** Passage provided follows **

A Haitian Diary

(Some random reflections from Ms. Christine Estes during her visit to The Saint Jean Baptiste de La Salle School in Cazeau [Port-au-Prince], Haiti)

What an incredible day! Day 1 of my visit to our school in Haiti. Met Richarde and Kiki who showed me their classrooms, witnessed a gathering of about 60 parents of 3-4 year olds who will soon begin at the school, then got to meet the most incredible group of sisters who run the health and nutrition center. In the middle of Haiti, how surprising and wonderful that they spoke Portuguese of all things!

I’ve been teaching in Lasallian schools since 1998 and I’ve always known that we are a global family. But what a remarkable and humbling experience it is to be here. What began in a corner of Reims, France stretches around the world, even here in Port-au-Prince.

** End of Passage provided **
** Entries shown follows **

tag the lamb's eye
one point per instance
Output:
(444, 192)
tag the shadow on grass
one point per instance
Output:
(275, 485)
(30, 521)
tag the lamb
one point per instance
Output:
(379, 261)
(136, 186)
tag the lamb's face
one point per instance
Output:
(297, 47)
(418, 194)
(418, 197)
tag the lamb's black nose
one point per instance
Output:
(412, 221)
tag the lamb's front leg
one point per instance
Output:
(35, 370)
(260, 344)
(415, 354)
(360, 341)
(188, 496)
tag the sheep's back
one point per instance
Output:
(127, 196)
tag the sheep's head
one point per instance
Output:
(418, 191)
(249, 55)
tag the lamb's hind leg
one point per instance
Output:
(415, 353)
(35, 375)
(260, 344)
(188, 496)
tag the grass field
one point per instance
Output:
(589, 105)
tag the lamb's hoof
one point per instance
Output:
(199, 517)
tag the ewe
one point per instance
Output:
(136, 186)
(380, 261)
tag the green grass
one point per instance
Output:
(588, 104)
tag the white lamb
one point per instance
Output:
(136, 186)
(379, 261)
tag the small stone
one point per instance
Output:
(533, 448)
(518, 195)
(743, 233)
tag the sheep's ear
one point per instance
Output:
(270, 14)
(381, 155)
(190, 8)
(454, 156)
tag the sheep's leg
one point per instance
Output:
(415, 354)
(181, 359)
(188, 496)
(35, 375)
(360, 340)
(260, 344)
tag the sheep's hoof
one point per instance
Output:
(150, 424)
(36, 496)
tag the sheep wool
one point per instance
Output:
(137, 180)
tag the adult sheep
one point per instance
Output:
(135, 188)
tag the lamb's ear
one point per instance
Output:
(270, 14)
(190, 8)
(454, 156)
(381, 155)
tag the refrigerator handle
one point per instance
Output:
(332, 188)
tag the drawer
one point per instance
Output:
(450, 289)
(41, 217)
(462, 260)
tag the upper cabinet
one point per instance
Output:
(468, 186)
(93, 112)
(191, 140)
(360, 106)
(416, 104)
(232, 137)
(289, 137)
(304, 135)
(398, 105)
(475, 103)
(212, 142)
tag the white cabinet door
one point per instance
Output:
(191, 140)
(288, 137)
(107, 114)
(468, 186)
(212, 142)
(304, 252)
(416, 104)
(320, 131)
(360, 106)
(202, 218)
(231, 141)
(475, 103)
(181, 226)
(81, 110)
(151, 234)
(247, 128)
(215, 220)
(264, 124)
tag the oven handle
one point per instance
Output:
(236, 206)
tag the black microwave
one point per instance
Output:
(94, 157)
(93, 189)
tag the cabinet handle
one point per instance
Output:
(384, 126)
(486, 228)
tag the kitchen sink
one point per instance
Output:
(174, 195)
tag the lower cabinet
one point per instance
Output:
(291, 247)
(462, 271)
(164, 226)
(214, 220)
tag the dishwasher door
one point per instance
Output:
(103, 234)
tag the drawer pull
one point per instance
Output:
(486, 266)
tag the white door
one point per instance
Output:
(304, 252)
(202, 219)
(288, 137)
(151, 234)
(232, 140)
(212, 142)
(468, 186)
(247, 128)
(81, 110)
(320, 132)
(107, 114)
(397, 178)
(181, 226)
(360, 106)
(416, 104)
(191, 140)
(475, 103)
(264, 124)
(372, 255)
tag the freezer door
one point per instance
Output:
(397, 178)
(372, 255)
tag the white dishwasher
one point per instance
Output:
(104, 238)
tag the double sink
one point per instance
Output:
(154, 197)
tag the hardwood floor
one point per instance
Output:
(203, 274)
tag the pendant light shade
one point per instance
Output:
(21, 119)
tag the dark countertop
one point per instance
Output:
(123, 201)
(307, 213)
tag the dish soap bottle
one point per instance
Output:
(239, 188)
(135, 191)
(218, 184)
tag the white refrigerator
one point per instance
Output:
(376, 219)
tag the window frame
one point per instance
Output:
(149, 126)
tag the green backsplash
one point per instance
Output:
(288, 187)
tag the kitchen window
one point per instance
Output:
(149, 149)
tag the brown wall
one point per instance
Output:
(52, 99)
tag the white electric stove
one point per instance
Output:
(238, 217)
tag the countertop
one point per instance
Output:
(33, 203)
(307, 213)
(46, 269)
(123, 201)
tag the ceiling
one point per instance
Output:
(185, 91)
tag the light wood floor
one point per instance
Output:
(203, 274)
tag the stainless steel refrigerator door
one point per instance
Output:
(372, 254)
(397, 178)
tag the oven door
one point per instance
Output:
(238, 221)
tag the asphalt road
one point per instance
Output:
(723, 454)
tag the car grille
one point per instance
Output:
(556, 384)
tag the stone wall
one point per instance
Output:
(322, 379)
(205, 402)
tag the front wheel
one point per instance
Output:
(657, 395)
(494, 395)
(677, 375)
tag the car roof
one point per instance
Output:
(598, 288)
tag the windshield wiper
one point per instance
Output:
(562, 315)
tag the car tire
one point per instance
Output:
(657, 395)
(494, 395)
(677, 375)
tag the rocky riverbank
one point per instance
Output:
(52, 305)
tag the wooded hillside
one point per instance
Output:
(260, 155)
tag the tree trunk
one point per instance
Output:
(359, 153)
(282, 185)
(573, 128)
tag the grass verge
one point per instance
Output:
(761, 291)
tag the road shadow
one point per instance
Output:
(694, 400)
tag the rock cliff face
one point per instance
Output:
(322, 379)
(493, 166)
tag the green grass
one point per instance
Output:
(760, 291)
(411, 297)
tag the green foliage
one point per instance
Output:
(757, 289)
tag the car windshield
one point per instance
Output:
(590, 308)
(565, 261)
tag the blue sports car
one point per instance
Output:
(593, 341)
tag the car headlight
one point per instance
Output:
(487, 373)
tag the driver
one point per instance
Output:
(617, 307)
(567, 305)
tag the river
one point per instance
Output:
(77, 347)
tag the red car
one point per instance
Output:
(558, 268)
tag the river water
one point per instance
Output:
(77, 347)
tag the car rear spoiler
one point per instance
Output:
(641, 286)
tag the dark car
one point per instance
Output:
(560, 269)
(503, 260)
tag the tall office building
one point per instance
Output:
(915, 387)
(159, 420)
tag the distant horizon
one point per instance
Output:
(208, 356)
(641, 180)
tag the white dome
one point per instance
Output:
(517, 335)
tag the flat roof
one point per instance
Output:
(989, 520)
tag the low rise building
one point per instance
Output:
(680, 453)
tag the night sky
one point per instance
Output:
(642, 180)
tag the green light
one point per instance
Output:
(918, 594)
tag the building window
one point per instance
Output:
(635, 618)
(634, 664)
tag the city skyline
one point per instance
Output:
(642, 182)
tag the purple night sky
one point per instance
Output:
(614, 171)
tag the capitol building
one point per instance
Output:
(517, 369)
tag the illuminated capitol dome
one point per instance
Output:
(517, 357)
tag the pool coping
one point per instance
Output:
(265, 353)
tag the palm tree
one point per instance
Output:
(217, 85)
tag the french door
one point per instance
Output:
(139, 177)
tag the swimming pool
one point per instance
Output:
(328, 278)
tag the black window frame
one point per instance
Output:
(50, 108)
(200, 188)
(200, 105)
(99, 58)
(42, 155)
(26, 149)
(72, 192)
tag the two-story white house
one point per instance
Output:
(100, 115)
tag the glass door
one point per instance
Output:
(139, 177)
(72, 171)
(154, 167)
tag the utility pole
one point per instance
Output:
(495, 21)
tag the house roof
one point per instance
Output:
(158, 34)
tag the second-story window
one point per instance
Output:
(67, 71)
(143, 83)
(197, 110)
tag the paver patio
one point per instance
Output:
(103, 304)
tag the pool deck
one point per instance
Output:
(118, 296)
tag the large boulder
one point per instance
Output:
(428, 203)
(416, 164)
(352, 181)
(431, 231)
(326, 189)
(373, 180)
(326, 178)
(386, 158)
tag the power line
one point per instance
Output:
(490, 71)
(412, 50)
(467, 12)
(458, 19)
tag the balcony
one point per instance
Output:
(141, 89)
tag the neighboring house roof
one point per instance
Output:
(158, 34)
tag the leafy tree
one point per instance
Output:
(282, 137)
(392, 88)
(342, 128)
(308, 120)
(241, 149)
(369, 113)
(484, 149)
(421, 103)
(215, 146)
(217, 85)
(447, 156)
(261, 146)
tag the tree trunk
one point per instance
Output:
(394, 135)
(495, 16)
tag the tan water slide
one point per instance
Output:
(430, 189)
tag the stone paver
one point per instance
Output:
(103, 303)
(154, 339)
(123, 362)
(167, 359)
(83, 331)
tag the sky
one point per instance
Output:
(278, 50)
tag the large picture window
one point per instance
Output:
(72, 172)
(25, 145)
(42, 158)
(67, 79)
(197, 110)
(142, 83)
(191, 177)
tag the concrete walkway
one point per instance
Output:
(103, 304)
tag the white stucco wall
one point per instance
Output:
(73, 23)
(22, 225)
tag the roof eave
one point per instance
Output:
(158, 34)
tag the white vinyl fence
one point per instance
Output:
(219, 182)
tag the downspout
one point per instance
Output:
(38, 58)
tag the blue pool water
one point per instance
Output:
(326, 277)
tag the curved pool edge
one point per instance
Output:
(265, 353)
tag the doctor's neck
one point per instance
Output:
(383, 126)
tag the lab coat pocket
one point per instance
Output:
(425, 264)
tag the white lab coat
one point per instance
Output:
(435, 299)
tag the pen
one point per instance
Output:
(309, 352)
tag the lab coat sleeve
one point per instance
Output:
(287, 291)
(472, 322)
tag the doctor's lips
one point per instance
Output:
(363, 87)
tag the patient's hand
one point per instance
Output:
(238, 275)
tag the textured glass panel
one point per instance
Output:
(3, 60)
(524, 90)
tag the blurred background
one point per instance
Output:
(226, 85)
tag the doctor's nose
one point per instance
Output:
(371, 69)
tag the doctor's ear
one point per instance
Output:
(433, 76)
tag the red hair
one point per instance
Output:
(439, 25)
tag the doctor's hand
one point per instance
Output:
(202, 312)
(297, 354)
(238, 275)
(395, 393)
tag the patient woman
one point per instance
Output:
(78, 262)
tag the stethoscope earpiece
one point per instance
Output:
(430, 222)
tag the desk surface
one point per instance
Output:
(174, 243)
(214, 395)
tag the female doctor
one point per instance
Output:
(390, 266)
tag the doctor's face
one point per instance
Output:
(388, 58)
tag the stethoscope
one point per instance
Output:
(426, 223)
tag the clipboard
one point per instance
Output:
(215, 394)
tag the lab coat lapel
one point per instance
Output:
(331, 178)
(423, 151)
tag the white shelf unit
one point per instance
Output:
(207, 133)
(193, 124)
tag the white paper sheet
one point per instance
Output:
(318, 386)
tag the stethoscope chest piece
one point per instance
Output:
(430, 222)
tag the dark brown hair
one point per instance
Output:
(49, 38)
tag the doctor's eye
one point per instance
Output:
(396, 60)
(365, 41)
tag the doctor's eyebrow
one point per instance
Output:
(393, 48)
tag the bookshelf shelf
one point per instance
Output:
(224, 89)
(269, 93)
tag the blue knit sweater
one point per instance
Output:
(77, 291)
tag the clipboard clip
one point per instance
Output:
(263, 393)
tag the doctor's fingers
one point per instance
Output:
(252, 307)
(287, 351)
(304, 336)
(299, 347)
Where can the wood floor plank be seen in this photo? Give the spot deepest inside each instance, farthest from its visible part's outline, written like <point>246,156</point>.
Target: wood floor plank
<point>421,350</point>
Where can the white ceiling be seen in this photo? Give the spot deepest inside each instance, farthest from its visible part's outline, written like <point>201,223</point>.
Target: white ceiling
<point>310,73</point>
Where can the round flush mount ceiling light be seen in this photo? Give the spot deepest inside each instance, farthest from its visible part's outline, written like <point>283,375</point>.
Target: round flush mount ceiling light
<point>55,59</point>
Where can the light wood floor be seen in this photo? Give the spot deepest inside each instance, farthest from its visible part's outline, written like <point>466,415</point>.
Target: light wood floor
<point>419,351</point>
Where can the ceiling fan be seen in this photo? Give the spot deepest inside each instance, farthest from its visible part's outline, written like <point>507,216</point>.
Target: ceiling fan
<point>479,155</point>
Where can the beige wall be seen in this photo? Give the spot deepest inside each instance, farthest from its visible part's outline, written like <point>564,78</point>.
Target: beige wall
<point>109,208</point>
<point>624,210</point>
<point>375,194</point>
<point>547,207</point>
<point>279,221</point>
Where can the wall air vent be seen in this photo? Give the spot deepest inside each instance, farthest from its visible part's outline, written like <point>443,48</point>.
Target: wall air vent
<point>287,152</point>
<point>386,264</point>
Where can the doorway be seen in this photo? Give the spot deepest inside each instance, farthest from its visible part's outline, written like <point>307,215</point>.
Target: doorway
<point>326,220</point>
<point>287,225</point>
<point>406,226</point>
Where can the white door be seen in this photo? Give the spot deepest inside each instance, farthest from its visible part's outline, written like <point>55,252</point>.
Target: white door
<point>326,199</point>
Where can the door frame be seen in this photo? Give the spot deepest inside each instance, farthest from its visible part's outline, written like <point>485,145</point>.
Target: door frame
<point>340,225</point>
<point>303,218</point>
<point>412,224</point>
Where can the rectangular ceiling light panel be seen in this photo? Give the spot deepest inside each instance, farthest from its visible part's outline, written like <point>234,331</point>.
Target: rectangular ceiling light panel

** End of Entries shown **

**Work required**. Name every geographic place (city, neighborhood or country) that the Haitian diary mentions.

**Result for this exercise**. Haiti, Cazeau, Port-au-Prince, Reims, France